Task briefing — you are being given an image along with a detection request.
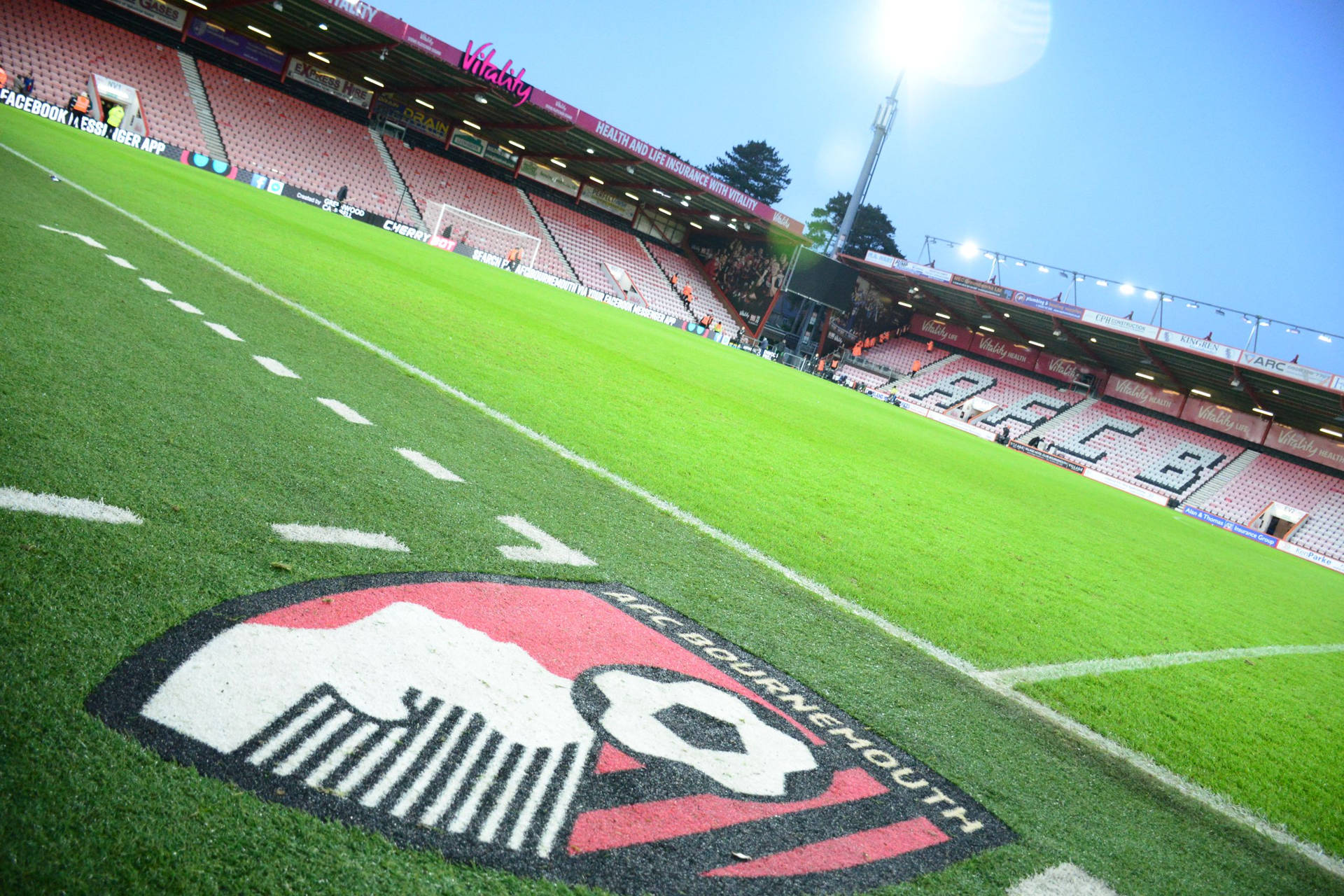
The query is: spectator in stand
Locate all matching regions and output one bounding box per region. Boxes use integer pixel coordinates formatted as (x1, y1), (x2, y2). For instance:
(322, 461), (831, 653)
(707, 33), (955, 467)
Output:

Objective:
Render every line of the records above as a numbered list, omitting blank lines and any pictures.

Answer to the exercise:
1. Task briefing — you are being given an image along with a detection request.
2. The query is: spectator in stand
3. Locate all matching regions and output one bounding box per region. Boxes use integer pixel coordinates formatted as (x1, y1), (x2, y2). For instance:
4. (322, 461), (831, 653)
5. (707, 33), (955, 467)
6. Output:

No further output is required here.